• Records provided
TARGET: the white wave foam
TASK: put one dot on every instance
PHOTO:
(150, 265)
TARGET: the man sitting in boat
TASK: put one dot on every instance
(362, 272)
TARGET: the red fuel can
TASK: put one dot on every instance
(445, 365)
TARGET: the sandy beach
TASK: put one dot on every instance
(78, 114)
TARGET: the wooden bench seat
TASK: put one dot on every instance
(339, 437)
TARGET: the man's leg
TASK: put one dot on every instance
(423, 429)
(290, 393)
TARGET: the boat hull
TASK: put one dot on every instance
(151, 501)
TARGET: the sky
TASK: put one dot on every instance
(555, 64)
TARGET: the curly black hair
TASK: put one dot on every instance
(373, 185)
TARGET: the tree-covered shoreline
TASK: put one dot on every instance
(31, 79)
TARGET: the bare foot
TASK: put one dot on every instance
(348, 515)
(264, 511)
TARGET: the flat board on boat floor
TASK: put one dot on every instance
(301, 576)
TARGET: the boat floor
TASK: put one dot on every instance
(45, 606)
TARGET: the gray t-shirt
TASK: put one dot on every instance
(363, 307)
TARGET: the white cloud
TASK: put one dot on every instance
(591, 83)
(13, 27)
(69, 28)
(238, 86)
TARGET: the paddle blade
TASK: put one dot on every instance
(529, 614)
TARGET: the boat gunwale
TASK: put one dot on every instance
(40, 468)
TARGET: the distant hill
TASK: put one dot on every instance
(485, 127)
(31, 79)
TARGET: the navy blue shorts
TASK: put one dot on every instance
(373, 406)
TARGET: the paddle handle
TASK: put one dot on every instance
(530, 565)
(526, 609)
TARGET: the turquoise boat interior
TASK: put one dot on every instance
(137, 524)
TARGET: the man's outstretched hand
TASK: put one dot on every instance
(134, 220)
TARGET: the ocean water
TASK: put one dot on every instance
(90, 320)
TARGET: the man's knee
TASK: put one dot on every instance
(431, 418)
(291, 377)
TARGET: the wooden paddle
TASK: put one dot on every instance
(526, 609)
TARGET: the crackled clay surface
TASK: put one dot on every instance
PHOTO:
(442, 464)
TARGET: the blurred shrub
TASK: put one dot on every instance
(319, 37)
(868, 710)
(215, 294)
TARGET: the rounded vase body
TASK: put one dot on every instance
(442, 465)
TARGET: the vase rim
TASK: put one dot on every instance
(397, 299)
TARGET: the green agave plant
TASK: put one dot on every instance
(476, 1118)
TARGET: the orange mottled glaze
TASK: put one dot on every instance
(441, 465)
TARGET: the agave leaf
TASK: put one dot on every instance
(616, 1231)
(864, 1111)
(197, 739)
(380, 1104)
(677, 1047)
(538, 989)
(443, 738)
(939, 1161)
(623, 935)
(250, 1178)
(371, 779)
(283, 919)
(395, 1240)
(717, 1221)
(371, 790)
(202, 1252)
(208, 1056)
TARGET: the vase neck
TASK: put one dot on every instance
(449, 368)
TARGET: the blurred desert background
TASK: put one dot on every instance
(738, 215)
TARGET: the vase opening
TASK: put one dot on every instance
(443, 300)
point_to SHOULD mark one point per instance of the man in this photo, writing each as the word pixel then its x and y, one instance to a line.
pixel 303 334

• Your assignment
Please transcribe the listing in full. Keep each line exact.

• Response area
TARGET: the white wave foam
TASK: put one dot on every instance
PHOTO:
(150, 265)
TARGET: the man sitting in boat
TASK: put one dot on every instance
(362, 272)
TARGET: the red fuel can
TASK: put one dot on every instance
(445, 365)
TARGET: the sandy beach
TASK: put one dot on every instance
(78, 114)
TARGET: the wooden bench seat
TASK: put one dot on every instance
(339, 437)
TARGET: the man's leg
TASK: put one dot on every instance
(423, 429)
(290, 393)
TARGET: the boat hull
TASK: put one dot on every instance
(151, 501)
TARGET: the sky
TASK: put one dot on every instance
(555, 64)
TARGET: the curly black hair
TASK: put one dot on every instance
(373, 185)
TARGET: the tree-covered shoreline
TASK: put one dot on every instance
(31, 79)
TARGET: the bare foot
TASK: put one dot on every instance
(348, 515)
(264, 511)
TARGET: the flat board on boat floor
TASK: put one dot on every instance
(301, 576)
TARGET: the boat floor
TASK: put one dot on every instance
(45, 606)
TARGET: the gray t-shirt
TASK: put one dot on every instance
(363, 307)
TARGET: the white cloud
TASK: put one dot on every instance
(591, 83)
(13, 27)
(69, 28)
(238, 86)
TARGET: the paddle blade
TASK: put one dot on every instance
(529, 614)
TARGET: the boat gunwale
TASK: put one dot on every instance
(40, 468)
TARGET: the distant hill
TASK: put one dot on every instance
(485, 127)
(31, 79)
TARGET: the navy blue shorts
TASK: put one dot on every instance
(373, 406)
TARGET: the paddle handle
TASK: put one dot on every instance
(530, 565)
(526, 609)
TARGET: the turquoise boat interior
TASK: put one dot on every instance
(137, 524)
TARGET: the man's outstretched hand
TASK: put one dot on every instance
(134, 220)
TARGET: the ocean water
TASK: put one dot on every instance
(90, 320)
TARGET: the man's knee
TASK: put one dot on every instance
(431, 418)
(291, 377)
TARGET: the wooden paddle
TASK: put one dot on every instance
(526, 609)
TARGET: the crackled clay surface
TASK: put one dot on every instance
PHOTO:
(442, 464)
TARGET: the blurred shrub
TASK: put one dot on every instance
(319, 37)
(868, 710)
(215, 294)
TARGET: the rounded vase body
TASK: put one dot on every instance
(442, 465)
TARGET: the vase rim
TASK: put one dot on every instance
(397, 299)
TARGET: the green agave plant
TASK: put one dot on every instance
(476, 1118)
TARGET: the orange mottled glaze
TASK: put one dot on every instance
(441, 465)
TARGET: the agave leaf
TASK: put one dot on every instance
(616, 1231)
(864, 1111)
(197, 739)
(380, 1104)
(677, 1047)
(538, 989)
(443, 738)
(939, 1161)
(623, 935)
(250, 1178)
(371, 779)
(283, 919)
(395, 1240)
(717, 1221)
(371, 790)
(202, 1252)
(208, 1056)
TARGET: the vase neck
TASK: put one dot on every instance
(449, 368)
TARGET: the blurred desert background
TASK: put one dot on every instance
(738, 215)
TARGET: the vase opening
TASK: put one dot on every instance
(443, 300)
point_to SHOULD mark one point per instance of the man in this photo, writing each as the word pixel then its x and y, one instance to a line.
pixel 303 334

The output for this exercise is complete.